[Data for review]

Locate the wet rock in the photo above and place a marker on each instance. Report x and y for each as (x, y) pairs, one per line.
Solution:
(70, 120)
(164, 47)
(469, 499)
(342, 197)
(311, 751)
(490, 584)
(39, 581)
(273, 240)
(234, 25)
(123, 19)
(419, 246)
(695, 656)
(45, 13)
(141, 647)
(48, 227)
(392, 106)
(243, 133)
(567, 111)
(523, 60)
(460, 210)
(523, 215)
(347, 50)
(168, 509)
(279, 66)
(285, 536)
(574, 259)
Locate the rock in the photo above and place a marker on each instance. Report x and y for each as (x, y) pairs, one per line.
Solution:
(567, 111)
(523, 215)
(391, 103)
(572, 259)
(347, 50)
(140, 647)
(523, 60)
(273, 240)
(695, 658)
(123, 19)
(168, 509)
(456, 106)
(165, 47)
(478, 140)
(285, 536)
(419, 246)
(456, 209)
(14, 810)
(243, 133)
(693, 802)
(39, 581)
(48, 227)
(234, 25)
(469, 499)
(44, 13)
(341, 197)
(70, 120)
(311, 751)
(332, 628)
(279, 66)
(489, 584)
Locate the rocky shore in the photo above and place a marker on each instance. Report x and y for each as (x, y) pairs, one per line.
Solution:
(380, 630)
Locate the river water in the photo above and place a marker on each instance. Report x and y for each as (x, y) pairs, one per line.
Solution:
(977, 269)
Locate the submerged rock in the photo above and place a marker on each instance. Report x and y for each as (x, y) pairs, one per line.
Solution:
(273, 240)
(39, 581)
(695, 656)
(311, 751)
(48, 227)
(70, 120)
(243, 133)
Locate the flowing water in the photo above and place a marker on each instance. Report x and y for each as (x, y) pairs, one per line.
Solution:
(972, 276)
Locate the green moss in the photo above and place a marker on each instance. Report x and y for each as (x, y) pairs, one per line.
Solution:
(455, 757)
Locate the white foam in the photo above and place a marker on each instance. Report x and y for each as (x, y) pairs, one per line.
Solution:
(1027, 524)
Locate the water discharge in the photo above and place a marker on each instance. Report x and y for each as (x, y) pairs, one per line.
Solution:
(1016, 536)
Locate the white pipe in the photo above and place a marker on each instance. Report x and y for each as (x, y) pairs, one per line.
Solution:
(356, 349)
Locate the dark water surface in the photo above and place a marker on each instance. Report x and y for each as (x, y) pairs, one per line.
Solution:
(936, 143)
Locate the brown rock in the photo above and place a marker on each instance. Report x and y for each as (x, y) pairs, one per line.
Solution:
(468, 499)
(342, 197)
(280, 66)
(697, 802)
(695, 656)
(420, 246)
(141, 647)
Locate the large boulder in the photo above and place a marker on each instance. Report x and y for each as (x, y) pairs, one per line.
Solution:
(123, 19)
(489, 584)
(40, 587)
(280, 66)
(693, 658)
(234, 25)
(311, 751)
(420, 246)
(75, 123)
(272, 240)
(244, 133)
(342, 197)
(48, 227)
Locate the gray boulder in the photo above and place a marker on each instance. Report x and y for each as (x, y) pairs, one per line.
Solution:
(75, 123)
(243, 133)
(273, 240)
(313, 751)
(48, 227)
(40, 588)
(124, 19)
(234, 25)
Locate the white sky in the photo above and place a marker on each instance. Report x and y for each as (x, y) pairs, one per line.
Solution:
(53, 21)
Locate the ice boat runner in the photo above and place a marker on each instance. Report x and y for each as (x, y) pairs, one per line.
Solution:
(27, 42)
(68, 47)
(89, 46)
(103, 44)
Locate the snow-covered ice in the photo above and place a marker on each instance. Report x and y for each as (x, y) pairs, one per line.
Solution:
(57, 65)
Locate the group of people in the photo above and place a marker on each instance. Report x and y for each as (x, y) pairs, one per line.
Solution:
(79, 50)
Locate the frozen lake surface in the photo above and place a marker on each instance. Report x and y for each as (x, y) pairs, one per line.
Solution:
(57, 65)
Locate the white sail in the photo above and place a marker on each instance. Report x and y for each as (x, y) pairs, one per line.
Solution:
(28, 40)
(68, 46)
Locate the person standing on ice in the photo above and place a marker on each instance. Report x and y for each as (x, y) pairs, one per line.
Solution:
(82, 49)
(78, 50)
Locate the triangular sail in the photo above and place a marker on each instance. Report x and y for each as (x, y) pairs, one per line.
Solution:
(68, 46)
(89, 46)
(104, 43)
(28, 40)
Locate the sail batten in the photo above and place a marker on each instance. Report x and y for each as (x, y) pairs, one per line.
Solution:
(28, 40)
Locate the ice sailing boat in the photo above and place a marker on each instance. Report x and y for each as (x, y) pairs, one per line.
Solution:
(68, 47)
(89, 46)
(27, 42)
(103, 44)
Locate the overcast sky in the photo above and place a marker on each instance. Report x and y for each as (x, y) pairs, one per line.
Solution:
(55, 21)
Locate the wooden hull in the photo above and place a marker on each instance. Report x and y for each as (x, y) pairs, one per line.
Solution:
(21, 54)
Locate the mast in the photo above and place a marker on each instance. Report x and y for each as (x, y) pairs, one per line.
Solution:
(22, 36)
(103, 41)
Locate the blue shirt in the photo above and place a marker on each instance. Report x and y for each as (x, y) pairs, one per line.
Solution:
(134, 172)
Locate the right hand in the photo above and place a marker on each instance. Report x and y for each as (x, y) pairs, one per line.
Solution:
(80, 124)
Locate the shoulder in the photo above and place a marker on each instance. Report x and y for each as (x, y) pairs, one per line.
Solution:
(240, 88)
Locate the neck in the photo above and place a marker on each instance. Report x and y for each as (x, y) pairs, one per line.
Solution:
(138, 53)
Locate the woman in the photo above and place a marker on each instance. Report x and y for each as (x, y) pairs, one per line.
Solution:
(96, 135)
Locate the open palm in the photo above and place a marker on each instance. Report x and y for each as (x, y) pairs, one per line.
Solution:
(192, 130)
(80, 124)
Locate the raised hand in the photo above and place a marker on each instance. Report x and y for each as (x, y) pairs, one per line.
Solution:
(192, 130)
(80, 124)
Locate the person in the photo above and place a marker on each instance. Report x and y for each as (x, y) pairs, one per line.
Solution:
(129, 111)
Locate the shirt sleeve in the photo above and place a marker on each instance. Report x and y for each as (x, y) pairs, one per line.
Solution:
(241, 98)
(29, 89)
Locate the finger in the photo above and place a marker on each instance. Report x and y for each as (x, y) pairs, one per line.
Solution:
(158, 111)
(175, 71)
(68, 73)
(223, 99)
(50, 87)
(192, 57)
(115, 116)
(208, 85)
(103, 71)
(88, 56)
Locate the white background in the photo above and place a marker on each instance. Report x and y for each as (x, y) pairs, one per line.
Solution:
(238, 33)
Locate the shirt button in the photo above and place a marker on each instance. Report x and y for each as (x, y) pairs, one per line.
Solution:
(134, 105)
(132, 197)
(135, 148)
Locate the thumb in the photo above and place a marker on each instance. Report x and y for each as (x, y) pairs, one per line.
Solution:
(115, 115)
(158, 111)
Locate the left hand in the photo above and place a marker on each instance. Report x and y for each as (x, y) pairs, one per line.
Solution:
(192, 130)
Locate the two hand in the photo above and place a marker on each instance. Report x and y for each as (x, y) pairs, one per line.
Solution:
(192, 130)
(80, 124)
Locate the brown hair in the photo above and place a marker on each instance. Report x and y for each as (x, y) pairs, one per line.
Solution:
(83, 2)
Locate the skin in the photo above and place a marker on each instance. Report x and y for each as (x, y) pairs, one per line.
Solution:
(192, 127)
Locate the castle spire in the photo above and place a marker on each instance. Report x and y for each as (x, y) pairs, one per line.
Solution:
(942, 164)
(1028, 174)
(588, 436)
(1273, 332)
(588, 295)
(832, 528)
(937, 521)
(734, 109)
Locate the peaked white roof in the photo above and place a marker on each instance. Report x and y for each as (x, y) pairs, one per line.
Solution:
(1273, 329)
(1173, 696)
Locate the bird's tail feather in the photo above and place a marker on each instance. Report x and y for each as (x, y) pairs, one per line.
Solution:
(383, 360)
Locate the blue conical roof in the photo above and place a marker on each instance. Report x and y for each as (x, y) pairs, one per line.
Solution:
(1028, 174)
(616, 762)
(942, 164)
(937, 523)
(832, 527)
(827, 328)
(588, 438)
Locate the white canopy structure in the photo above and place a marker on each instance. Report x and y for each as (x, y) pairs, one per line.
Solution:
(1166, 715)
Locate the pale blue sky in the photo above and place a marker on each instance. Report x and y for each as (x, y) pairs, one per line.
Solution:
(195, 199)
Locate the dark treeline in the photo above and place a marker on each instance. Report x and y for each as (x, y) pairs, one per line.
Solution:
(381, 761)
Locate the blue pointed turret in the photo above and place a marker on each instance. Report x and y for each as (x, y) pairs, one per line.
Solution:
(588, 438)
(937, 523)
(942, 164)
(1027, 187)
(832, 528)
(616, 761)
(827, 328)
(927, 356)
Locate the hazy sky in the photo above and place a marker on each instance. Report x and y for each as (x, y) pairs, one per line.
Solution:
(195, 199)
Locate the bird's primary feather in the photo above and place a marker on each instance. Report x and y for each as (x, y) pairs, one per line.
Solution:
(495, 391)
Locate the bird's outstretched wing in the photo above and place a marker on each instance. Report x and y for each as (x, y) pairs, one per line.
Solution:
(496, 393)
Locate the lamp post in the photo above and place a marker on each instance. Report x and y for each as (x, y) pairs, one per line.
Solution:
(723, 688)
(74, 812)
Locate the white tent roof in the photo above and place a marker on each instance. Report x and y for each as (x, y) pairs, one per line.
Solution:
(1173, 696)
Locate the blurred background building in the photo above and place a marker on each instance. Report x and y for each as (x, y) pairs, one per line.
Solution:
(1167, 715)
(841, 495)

[/Data for review]

» What you are asked to do
Reproduce verbatim the range of lines that opens the records and closes with the line containing "Locate the rock in". Omit everything after it.

» Response for this exercise
Locate the wet rock in the photo above and place a marker on each instance. Report x and y for each as (x, y) pairs, one per line.
Solution:
(70, 120)
(164, 47)
(469, 499)
(342, 197)
(311, 751)
(490, 584)
(39, 581)
(273, 240)
(234, 25)
(123, 19)
(419, 246)
(695, 656)
(45, 13)
(141, 647)
(48, 227)
(392, 106)
(243, 133)
(567, 111)
(523, 60)
(460, 210)
(523, 215)
(347, 50)
(168, 509)
(279, 66)
(285, 536)
(574, 259)
Locate the rock in the photo above and place a marker on each instance. Report x and y for each as (x, y) pairs, one per line.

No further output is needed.